REQUIRED TASK
Render all of the entries below as a CSV file with the columns "prompt" and "points." Give one row for each text-and-answer pair, quote every field, turn line breaks into spaces, and leave the pictures out.

(Excerpts from point annotation data)

>>>>>

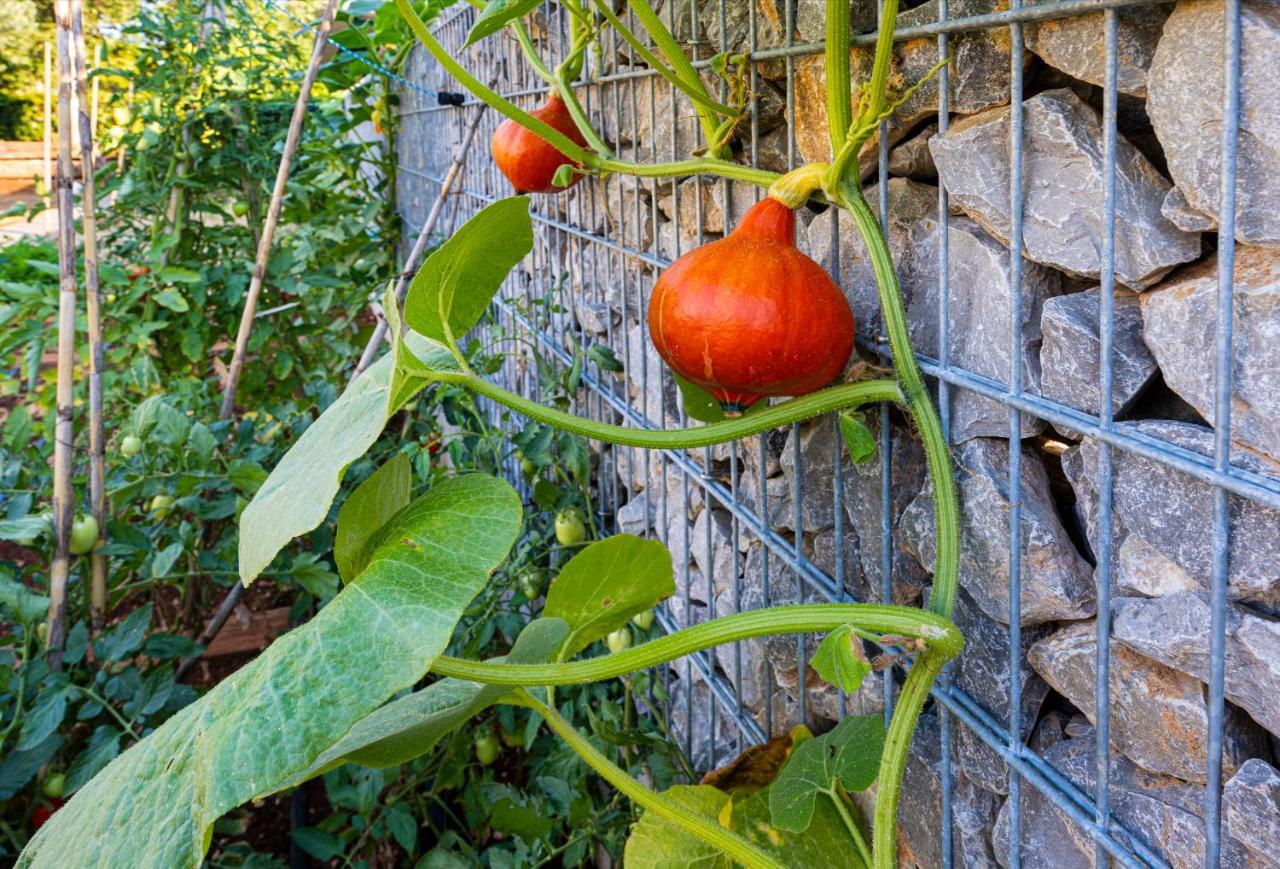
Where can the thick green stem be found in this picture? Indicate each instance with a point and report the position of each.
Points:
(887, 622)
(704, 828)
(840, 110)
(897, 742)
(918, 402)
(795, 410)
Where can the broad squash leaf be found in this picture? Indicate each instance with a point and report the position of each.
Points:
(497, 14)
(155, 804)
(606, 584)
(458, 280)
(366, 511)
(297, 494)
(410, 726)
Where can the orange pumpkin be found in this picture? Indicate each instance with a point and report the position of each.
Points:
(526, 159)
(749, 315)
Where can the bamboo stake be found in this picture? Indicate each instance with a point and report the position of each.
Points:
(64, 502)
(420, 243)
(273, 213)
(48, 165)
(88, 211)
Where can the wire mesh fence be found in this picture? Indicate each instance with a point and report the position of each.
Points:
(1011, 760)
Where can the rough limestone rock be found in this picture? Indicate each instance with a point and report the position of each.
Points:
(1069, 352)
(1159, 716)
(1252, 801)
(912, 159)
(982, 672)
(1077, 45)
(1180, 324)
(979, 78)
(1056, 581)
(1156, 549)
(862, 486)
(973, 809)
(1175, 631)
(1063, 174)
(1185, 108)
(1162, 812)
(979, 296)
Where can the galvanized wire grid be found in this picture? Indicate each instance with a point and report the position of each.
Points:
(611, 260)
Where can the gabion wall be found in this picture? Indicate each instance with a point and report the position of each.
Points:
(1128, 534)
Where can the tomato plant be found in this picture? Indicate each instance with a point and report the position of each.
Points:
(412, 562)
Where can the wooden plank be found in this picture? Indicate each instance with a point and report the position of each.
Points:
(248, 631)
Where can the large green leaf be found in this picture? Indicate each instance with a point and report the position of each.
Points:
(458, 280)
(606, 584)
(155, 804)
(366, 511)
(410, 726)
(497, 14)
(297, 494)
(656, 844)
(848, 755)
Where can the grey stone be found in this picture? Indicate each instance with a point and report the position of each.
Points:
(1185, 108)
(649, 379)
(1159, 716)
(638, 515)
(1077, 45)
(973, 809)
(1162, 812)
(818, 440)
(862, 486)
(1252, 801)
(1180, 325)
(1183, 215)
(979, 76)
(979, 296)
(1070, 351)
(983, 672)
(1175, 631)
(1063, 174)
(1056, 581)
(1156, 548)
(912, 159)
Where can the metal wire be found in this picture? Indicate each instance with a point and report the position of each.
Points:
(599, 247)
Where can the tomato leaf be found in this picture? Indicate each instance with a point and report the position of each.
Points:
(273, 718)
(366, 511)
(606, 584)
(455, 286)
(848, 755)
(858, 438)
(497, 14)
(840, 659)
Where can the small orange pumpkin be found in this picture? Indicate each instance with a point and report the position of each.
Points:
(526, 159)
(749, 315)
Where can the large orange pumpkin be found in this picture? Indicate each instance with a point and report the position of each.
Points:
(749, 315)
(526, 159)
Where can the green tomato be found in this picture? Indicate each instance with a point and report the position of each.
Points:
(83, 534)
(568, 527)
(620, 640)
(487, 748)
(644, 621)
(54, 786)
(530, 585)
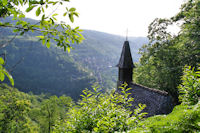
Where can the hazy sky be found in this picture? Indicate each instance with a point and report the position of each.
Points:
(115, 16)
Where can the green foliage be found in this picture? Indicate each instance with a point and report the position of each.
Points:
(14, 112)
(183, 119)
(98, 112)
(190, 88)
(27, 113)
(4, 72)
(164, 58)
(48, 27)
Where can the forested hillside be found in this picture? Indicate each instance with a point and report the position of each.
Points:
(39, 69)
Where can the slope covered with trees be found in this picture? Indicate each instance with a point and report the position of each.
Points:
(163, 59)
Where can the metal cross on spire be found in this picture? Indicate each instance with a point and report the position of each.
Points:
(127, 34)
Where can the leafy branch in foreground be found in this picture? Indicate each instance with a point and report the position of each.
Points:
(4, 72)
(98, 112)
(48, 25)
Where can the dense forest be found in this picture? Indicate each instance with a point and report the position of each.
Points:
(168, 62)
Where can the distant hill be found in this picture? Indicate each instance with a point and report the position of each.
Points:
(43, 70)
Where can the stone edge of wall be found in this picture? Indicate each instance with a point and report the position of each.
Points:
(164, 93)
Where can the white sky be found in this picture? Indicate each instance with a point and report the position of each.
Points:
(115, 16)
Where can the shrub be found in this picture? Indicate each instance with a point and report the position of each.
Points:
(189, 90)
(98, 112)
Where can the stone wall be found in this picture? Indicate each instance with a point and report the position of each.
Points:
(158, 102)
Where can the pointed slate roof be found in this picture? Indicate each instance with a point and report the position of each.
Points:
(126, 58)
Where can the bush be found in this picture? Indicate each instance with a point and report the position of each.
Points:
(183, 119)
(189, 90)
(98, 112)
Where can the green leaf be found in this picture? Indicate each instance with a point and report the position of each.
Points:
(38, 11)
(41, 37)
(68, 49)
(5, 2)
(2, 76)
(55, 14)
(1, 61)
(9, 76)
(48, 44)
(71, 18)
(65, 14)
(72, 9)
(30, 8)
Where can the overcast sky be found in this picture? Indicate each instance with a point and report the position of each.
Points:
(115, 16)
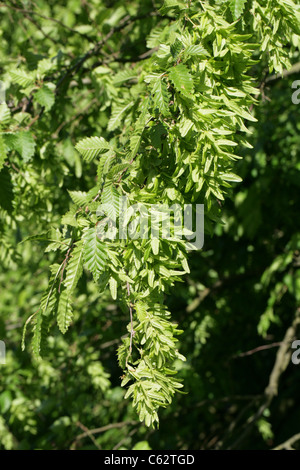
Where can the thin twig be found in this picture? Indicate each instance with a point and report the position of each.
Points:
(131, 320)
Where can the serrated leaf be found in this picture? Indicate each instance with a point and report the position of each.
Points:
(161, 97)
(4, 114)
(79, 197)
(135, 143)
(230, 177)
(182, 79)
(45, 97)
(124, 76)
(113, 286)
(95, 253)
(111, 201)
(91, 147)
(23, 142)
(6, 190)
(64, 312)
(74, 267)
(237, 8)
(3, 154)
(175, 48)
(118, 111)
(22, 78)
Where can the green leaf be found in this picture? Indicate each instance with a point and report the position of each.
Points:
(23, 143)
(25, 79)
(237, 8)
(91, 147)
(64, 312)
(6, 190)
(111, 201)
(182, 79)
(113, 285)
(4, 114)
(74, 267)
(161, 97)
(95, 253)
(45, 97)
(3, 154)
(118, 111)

<<<<<

RESPONSE BELOW
prompt,points
"Where can the thick green stem be found in this picture? Indicate each instance with a point and report the position of each. Points:","(887, 622) (704, 828) (840, 110) (897, 742) (918, 402) (795, 410)"
"Where can the broad squash leaf be found in this picture? Indicate each instance with a point and report the position of each. Points:","(497, 14) (155, 804) (606, 584) (458, 280) (366, 511) (297, 494) (410, 726)"
"Where can the orange pumpkin be found in this picture? Indicate each instance with a point and report the position of each. Points:","(526, 159) (749, 315)"
"Where can the bamboo stake be found in this picture? Indicate each instance with a point and report the position of each. Points:","(64, 502) (420, 243) (273, 213) (48, 165) (88, 211)"
"Where can the wire mesh fence be found in this picture? Indicate each instance with a point and report the position of each. Points:","(1011, 760)"
"Where can the rough limestone rock be found in this picture? Indicate each instance with a point and report the position of each. Points:","(1069, 352) (1159, 716) (1252, 801) (912, 159) (982, 672) (1077, 45) (1180, 324) (979, 78) (1056, 581) (1156, 549) (862, 486) (973, 809) (1175, 631) (1063, 174) (1185, 108) (1162, 812) (979, 296)"
"Where can the galvanized wire grid be found in this picture? Indicate each instance with a point and report the position of each. Points:","(611, 260)"
"Where can the gabion wall be found in this picture? Indicate each instance with a point and report the position of each. Points:","(1128, 534)"
"Where can the tomato plant be found in this picture? Indicate each instance with a point and report the position of each. Points:","(412, 562)"
"Where can the wooden plank be found in this picture? Indicate each instance with a point and report the position of each. Points:","(248, 631)"
"Where can the large green leaf be found in this picture? Indicate each instance with a point and report the position of each. Points:","(458, 280) (606, 584) (155, 804) (366, 511) (410, 726) (497, 14) (297, 494) (656, 844) (848, 755)"
"Where can the grey stone be found in this picture? Indicate each instance with a point and report the position of each. Points:","(1185, 108) (649, 379) (1159, 716) (638, 515) (1077, 45) (973, 809) (1162, 812) (818, 440) (862, 486) (1252, 801) (1180, 325) (1183, 215) (979, 76) (979, 296) (1070, 351) (983, 672) (1175, 631) (1063, 174) (1056, 581) (1156, 548) (912, 159)"
"Where can the metal wire be found in this picture? Indicate each instance with a point and report the position of each. Points:","(599, 247)"
"Where can the tomato leaf be found in this picture? Indicate each instance with a point and report the position of each. Points:","(273, 718) (366, 511) (606, 584) (455, 286) (848, 755) (858, 438) (497, 14) (840, 659)"
"Where can the small orange pumpkin be found in this picture? Indicate each instance with a point and report the position of each. Points:","(526, 159) (749, 315)"
"Where can the large orange pumpkin be found in this picture? Indicate each instance with a point and report the position of each. Points:","(749, 315) (526, 159)"
"Where can the green tomato be found in this picture? Indicate each instance with a point and report the position of each. Points:","(83, 534) (568, 527) (620, 640) (487, 748) (644, 621) (54, 786) (530, 585)"
"Where can the hazy sky be found in this picture? Indicate each instance with a point and report the position of each. Points:","(115, 16)"
"Where can the green foliage be found in this picture? Indicate each instance with a point and report the position of each. Points:","(14, 112) (183, 119) (98, 112) (190, 88) (27, 113) (4, 72) (164, 58) (48, 27)"
"Where can the forested hillside be found in this picture? Indicate each instance with a point and report the position of each. Points:","(39, 69)"
"Where can the slope covered with trees be found in this picture? Indicate each instance with a point and report the position of each. Points:","(163, 59)"
"Where can the metal cross on spire be found in this picture? Indicate each instance with a point and report the position of each. Points:","(127, 34)"
"Where can the leafy branch in foreground be found in this picture? Indicate each instance with a point and report the position of each. Points:","(4, 72) (98, 112) (48, 25)"
"Where can the dense forest be found in this picture? Indicate each instance with a point and report the position of each. Points:","(168, 62)"
"Where can the distant hill be found in this picture? Indicate each instance with a point and report the position of each. Points:","(43, 70)"
"Where can the stone edge of wall be found in this picture? Indicate each instance with a point and report the position of each. Points:","(164, 93)"
"Where can the white sky be found in this picture? Indicate each instance with a point and report the position of each. Points:","(115, 16)"
"Where can the shrub be found in this picture? Indicate each instance with a point and report the position of each. Points:","(189, 90) (98, 112)"
"Where can the stone wall be found in this picture? Indicate each instance with a point and report the position of each. Points:","(158, 102)"
"Where can the pointed slate roof be found in this picture? Indicate each instance with a point and report the position of each. Points:","(126, 58)"
"Where can the bush be found in this picture? Indicate each instance with a point and report the position of each. Points:","(183, 119) (189, 90) (98, 112)"
"Where can the green leaf be found in this picture? Indicate each instance with a point and report the position of each. Points:","(38, 11) (41, 37) (68, 49) (5, 2) (2, 76) (55, 14) (1, 61) (9, 76) (48, 44) (71, 18) (65, 14) (72, 9) (30, 8)"
"Where can the overcast sky be found in this picture? Indicate each instance with a point and report the position of each. Points:","(115, 16)"
"Where can the thin twig be found in this picture? Indicate each instance with a point and report the position of each. Points:","(131, 320)"
"Where can the serrated leaf be found in this picture? Indicate each instance with a point and report the position of each. Points:","(161, 97) (4, 114) (79, 197) (135, 143) (230, 177) (182, 79) (45, 97) (124, 76) (113, 286) (95, 253) (111, 201) (91, 147) (23, 142) (6, 190) (64, 312) (74, 267) (237, 8) (3, 154) (175, 48) (118, 111) (22, 78)"
"Where can the green leaf be found in this picture? Indicate each instance with a point and report the position of each. Points:","(23, 143) (25, 79) (237, 8) (91, 147) (64, 312) (6, 190) (111, 201) (182, 79) (113, 285) (4, 114) (74, 267) (161, 97) (95, 253) (45, 97) (3, 154) (118, 111)"